• **Goal of the exercise**
Transcribe all the entries word for word, omitting any pictures they contain.

*** Data records ***

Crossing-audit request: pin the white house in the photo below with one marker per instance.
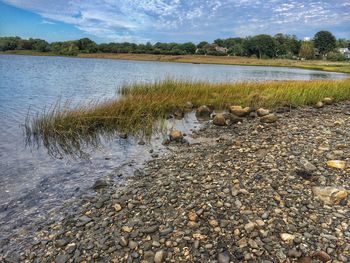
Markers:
(345, 52)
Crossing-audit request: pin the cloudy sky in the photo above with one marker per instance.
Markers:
(170, 20)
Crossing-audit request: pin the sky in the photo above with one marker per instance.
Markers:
(181, 21)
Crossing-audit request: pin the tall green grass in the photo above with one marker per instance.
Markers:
(140, 108)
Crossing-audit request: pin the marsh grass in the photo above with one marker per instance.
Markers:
(140, 109)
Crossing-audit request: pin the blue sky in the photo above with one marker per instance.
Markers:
(170, 20)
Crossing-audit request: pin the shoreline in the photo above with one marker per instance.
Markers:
(234, 195)
(328, 66)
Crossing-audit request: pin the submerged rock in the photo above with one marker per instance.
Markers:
(328, 101)
(175, 135)
(330, 194)
(203, 112)
(240, 111)
(99, 184)
(219, 120)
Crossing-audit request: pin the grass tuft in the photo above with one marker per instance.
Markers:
(141, 108)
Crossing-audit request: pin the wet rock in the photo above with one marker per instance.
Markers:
(262, 112)
(99, 184)
(337, 164)
(293, 253)
(328, 101)
(321, 255)
(319, 105)
(176, 135)
(203, 112)
(117, 207)
(159, 256)
(61, 258)
(224, 257)
(330, 194)
(286, 237)
(240, 111)
(270, 118)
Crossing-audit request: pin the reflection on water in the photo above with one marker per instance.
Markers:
(31, 182)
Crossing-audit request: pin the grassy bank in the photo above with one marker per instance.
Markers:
(141, 108)
(225, 60)
(343, 67)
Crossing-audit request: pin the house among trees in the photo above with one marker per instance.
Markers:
(220, 49)
(345, 52)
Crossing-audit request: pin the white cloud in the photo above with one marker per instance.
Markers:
(138, 20)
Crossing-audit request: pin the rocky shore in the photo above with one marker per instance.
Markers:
(242, 190)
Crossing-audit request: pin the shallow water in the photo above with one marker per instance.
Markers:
(31, 182)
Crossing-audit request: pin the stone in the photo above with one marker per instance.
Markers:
(330, 194)
(337, 164)
(203, 112)
(158, 257)
(213, 223)
(219, 120)
(123, 241)
(240, 111)
(293, 253)
(99, 184)
(175, 135)
(319, 105)
(270, 118)
(287, 237)
(224, 257)
(132, 244)
(321, 255)
(305, 260)
(262, 112)
(117, 207)
(309, 167)
(328, 101)
(192, 216)
(61, 258)
(249, 227)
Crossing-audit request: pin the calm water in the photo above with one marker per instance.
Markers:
(32, 183)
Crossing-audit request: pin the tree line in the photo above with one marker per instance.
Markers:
(323, 45)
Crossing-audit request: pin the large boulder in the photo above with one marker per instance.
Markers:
(240, 111)
(203, 112)
(176, 135)
(328, 101)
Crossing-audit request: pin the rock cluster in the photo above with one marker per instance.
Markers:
(249, 192)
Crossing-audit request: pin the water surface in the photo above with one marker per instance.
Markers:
(31, 182)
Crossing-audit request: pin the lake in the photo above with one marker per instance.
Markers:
(31, 182)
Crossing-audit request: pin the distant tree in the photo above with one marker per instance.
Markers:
(236, 50)
(188, 48)
(324, 42)
(202, 44)
(219, 42)
(261, 46)
(342, 43)
(86, 45)
(307, 50)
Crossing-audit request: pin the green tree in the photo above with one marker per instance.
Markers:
(307, 50)
(324, 42)
(261, 46)
(202, 44)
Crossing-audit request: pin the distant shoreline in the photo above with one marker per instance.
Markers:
(341, 67)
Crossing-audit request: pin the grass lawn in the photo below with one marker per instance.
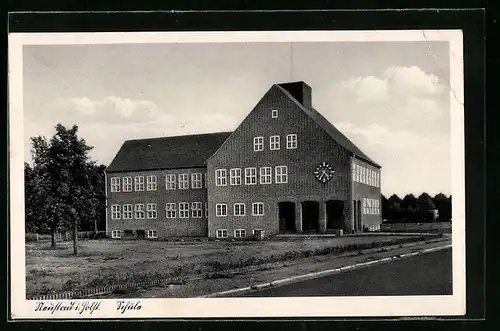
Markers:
(108, 262)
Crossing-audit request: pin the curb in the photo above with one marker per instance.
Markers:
(319, 274)
(85, 293)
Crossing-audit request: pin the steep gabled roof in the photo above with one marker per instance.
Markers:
(331, 130)
(187, 151)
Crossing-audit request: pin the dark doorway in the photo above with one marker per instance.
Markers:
(287, 216)
(334, 214)
(310, 216)
(141, 234)
(358, 216)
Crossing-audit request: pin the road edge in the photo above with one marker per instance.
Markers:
(319, 274)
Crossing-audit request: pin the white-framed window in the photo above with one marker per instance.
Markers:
(235, 176)
(220, 177)
(139, 211)
(151, 210)
(151, 234)
(250, 176)
(139, 183)
(183, 210)
(239, 209)
(281, 174)
(265, 175)
(196, 210)
(127, 212)
(196, 180)
(170, 181)
(151, 183)
(258, 144)
(170, 210)
(291, 141)
(274, 143)
(115, 212)
(115, 184)
(183, 181)
(257, 209)
(240, 233)
(127, 184)
(221, 210)
(221, 233)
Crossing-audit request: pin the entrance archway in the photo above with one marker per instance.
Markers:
(334, 214)
(310, 216)
(286, 216)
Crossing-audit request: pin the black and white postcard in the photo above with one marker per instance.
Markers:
(237, 174)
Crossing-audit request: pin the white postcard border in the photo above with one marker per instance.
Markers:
(238, 307)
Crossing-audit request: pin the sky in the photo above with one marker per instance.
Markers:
(390, 98)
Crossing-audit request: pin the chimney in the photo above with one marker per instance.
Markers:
(300, 91)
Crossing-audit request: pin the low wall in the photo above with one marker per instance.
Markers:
(444, 227)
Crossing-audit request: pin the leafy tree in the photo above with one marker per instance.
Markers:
(425, 208)
(385, 208)
(409, 202)
(394, 208)
(65, 185)
(74, 186)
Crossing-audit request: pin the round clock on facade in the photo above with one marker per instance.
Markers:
(324, 172)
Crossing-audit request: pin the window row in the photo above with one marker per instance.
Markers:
(172, 210)
(238, 233)
(150, 234)
(265, 176)
(365, 175)
(371, 206)
(274, 142)
(172, 182)
(239, 209)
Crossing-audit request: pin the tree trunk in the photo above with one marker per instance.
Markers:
(53, 236)
(75, 238)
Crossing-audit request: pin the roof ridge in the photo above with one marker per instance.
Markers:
(182, 135)
(311, 111)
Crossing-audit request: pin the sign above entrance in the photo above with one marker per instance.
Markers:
(324, 172)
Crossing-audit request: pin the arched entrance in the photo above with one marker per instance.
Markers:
(286, 217)
(334, 214)
(310, 216)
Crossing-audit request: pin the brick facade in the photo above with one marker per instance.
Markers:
(303, 203)
(164, 227)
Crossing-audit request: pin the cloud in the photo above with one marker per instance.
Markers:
(412, 80)
(111, 109)
(368, 89)
(410, 161)
(107, 123)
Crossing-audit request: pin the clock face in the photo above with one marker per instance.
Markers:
(324, 172)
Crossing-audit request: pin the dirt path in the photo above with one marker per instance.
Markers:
(287, 269)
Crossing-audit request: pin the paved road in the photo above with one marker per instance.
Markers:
(426, 274)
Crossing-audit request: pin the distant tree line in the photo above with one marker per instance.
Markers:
(422, 209)
(64, 189)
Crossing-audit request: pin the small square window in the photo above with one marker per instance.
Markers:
(221, 233)
(240, 233)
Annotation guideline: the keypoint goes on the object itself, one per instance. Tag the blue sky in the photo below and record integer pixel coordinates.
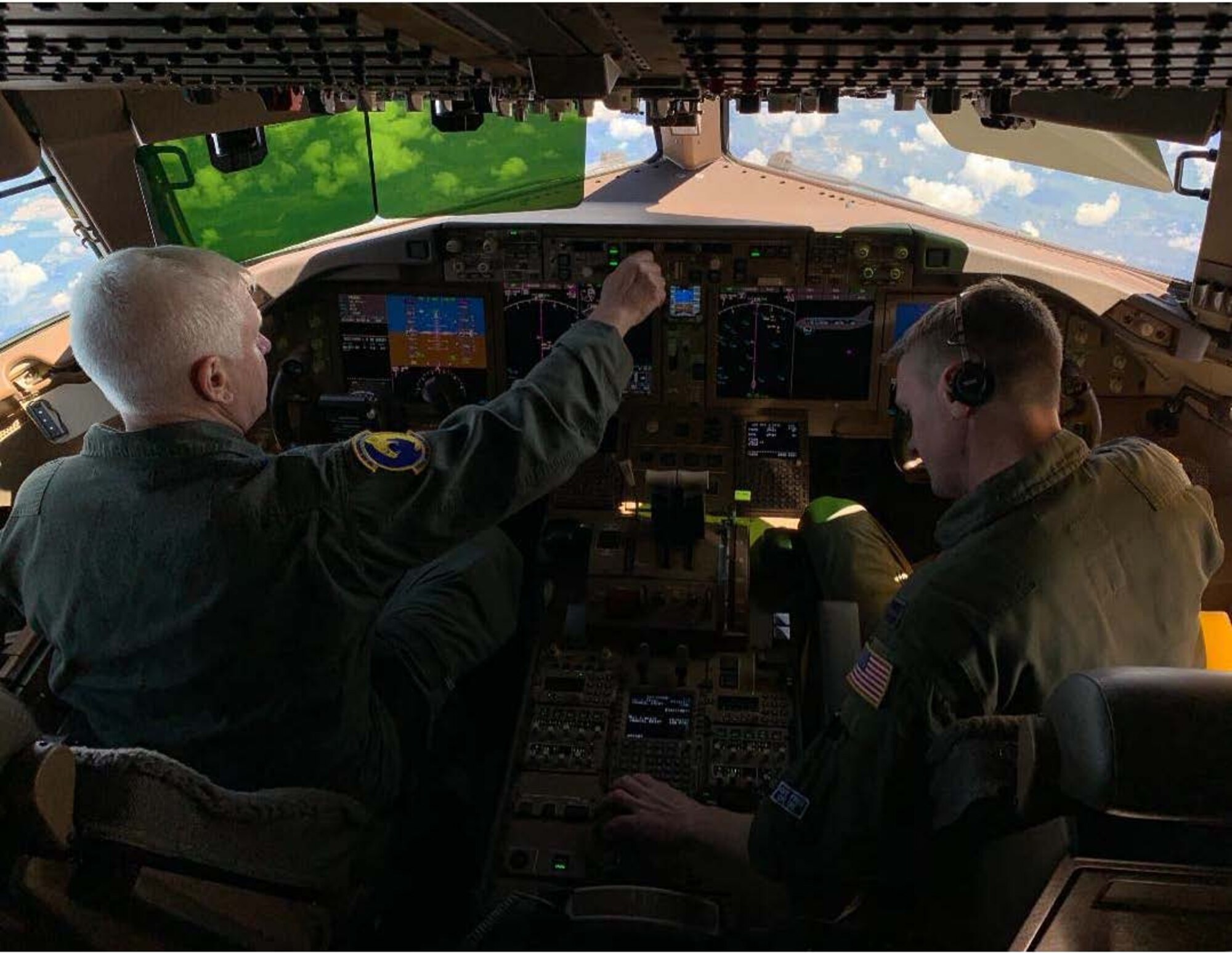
(905, 154)
(40, 258)
(868, 143)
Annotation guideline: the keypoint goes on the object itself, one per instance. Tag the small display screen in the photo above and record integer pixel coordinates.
(660, 716)
(907, 313)
(772, 439)
(739, 704)
(407, 339)
(796, 344)
(537, 317)
(565, 684)
(684, 303)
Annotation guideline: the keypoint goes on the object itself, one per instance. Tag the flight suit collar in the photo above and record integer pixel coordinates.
(1012, 488)
(192, 439)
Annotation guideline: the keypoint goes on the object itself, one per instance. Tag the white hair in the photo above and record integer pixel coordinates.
(141, 318)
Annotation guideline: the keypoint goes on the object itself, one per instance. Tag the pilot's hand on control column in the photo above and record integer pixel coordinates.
(654, 811)
(631, 293)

***

• **Response to this exercise**
Crossing-audit request: pin the white house in the photo below with one marker per instance.
Markers:
(345, 52)
Crossing-audit request: pin the cloudy sky in the photo above with one marker per instance.
Markers:
(170, 20)
Crossing-audit request: pin the sky in the photo above with one marker per instance.
Markers:
(181, 21)
Crossing-audit request: pin the tall green grass in the photo above with one marker per instance.
Markers:
(140, 108)
Crossing-audit request: pin the marsh grass in the photo above with one marker per instance.
Markers:
(140, 109)
Crossing-audit request: pin the blue sky in the photo above with one marker per instance.
Markers:
(170, 20)
Crossing-audit request: pin the shoreline in the photo above with one marker per instance.
Markers:
(234, 195)
(328, 66)
Crossing-audit request: pin the submerged rock in the photo above with one marker per instance.
Markers:
(328, 101)
(175, 135)
(330, 194)
(203, 112)
(240, 111)
(99, 184)
(219, 120)
Crossing-audit request: pin the grass tuft in the photo above with one marker per instance.
Markers:
(141, 108)
Crossing-audit request: pin the wet rock in the photo above with one marker per instance.
Markers:
(262, 112)
(99, 184)
(337, 164)
(293, 253)
(328, 101)
(321, 255)
(319, 105)
(176, 135)
(203, 112)
(117, 207)
(159, 256)
(61, 258)
(224, 257)
(330, 194)
(286, 237)
(240, 111)
(270, 118)
Crossing-audit request: pin the reflection on water in the photo above with one marker per instance.
Markers:
(31, 182)
Crossing-audit request: pin the grassy bank in the photo above with one marker per instance.
Markers:
(141, 108)
(225, 60)
(343, 67)
Crossing-audit request: pin the house among trees in the photo above with one marker per instance.
Markers:
(220, 49)
(345, 52)
Crossing-audit request: pin the white cloud in the photo above with one marker per instance.
Markers:
(138, 20)
Crossing-audit request: pin the rocky shore in the photo above with one marker per instance.
Markers:
(242, 190)
Crossing-audit request: pin the shallow water in the photo above with one marker per instance.
Markers:
(31, 182)
Crossing-audit request: pin the stone in the photo above with one marker per instance.
Markers:
(330, 194)
(337, 164)
(203, 112)
(158, 257)
(213, 223)
(219, 120)
(123, 241)
(240, 111)
(293, 253)
(99, 184)
(175, 135)
(319, 105)
(270, 118)
(287, 237)
(224, 257)
(132, 244)
(321, 255)
(305, 260)
(262, 112)
(117, 207)
(309, 167)
(328, 101)
(192, 216)
(61, 258)
(249, 227)
Crossing-audit request: pin the calm water in the photo above with one marker per instance.
Markers:
(32, 183)
Crossing-audit request: pin the tree line in the photo above with one marker per instance.
Markers:
(323, 45)
Crossing-audit request: pin the large boulder in the photo above with one marker per instance.
Markers:
(240, 111)
(203, 112)
(176, 135)
(328, 101)
Crossing-audit request: pin the rock cluster in the photo above with one marker per instance.
Markers:
(249, 192)
Crossing-audit request: pin the water surface in the photo above with one marker per instance.
Markers:
(31, 182)
Crossing-audit request: pin the lake in the photo above with one marker per instance.
Markers:
(31, 182)
Crossing-audit request: pin the distant tree in the photo above with one marker per instance.
Markers:
(236, 50)
(188, 48)
(324, 42)
(202, 44)
(219, 42)
(261, 46)
(342, 43)
(86, 45)
(307, 50)
Crossing-audit request: pin the green tree in the photo above with one marker per instance.
Markers:
(307, 50)
(324, 42)
(261, 46)
(202, 44)
Crossing-audit request: pin the distant shoreline in the photo above with one marker per instance.
Markers:
(341, 67)
Crossing-audit request: pin the grass lawn in the photo below with one marker per instance.
Markers:
(108, 262)
Crossing-audit request: pin the curb in the photo above with one marker per instance.
Markers:
(319, 274)
(85, 293)
Crossing-audit request: pin the steep gabled roof in the photo above with one marker per instance.
Markers:
(331, 130)
(187, 151)
Crossing-audit request: pin the dark doorway in the photo above with one marker per instance.
Markers:
(287, 216)
(334, 214)
(310, 216)
(141, 234)
(358, 216)
Crossing-audit request: pin the road edge in the photo above with one marker per instance.
Markers:
(319, 274)
Crossing-audit request: pin the white-framed window in the photo above with one marker per instance.
Markers:
(235, 176)
(220, 177)
(139, 211)
(151, 210)
(151, 234)
(250, 176)
(139, 183)
(183, 210)
(239, 209)
(281, 174)
(265, 175)
(196, 210)
(127, 212)
(196, 180)
(170, 181)
(151, 183)
(258, 144)
(170, 210)
(291, 141)
(274, 143)
(115, 212)
(115, 184)
(183, 181)
(257, 209)
(240, 233)
(127, 184)
(221, 210)
(221, 233)
Crossing-audit request: pin the entrance archway in the photo above with one marker per instance.
Markers:
(334, 214)
(310, 216)
(286, 216)
Crossing-audit request: pin the black and white postcard in the photo above with one marker per instance.
Markers:
(237, 174)
Crossing-audit request: pin the white postcard border in the photo above with one marker per instance.
Markers:
(238, 307)
Crossing-audit request: pin the sky in the photo above with one marker per instance.
Markers:
(390, 98)
Crossing-audit request: pin the chimney in the photo above with one marker per instance.
Markers:
(300, 91)
Crossing-audit request: pin the low wall in the photo above with one marker per instance.
Markers:
(444, 227)
Crossing-audit request: pin the leafy tree in the photo above with one marker per instance.
Markers:
(425, 208)
(385, 208)
(409, 202)
(394, 208)
(65, 185)
(74, 186)
Crossing-audit request: pin the round clock on facade in the photo above with one marker per instance.
Markers:
(324, 172)
Crossing-audit request: pin the window row in the photo above with one marker per instance.
Markers:
(172, 210)
(238, 233)
(150, 234)
(265, 176)
(365, 175)
(371, 206)
(274, 142)
(172, 182)
(239, 209)
Crossing-audit request: pin the tree trunk in the photo above with one marker per instance.
Markers:
(53, 236)
(75, 238)
Crossing-audit request: pin the roof ridge in the photo above with one marker per instance.
Markers:
(182, 135)
(311, 111)
Crossing-audit request: pin the sign above entrance in the photo above with one marker per instance.
Markers:
(324, 172)
Crossing-audit request: pin the arched entrance in the photo above with one marker per instance.
Markers:
(286, 217)
(334, 214)
(310, 216)
Crossing-audit request: pin the brick facade in the photo above with one marker per instance.
Markers:
(303, 203)
(164, 227)
Crossing-audit request: pin the cloud in the photo above with one marker per instance.
Markers:
(412, 80)
(111, 109)
(368, 89)
(410, 161)
(107, 123)
Crossing-audit request: pin the clock face in the photo above with one marker per instance.
Markers:
(324, 172)
Crossing-audit request: pin the dirt path in the photo above with one marker per instance.
Markers:
(287, 269)
Crossing-audit request: pin the paved road in the photo above with one marker per instance.
Markers:
(426, 274)
Crossing-audit request: pin the distant tree line in the photo above with one marker per instance.
Markers:
(422, 209)
(64, 189)
Crossing-audit request: pin the small square window in the photo above with one marker per instance.
Markers:
(221, 233)
(240, 233)
Annotation guideline: the keypoint goes on the object itself, one per instance. Tag the blue sky in the photo below and record integer pixel coordinates.
(905, 154)
(40, 258)
(868, 143)
Annotation guideline: the keypoint goes on the object itself, one per instance. Tag the small display screen in the photo above and record integer pixel coordinates.
(660, 716)
(907, 313)
(772, 439)
(739, 704)
(407, 339)
(796, 344)
(537, 317)
(565, 684)
(684, 303)
Annotation guideline: the keypoint goes on the object itself, one per instance. Tag the flight suit collar in the photo above and record integer pixel coordinates.
(1012, 488)
(192, 439)
Annotation guideline: the keypoint goes on the object itself, one per instance. Tag the white hair in the photo above and record integer pixel coordinates.
(141, 318)
Annotation guideline: the keypoint goes on the object itself, one per instance. Tag the pilot's hand on control column in the photo above and record integer pixel coordinates.
(654, 811)
(631, 293)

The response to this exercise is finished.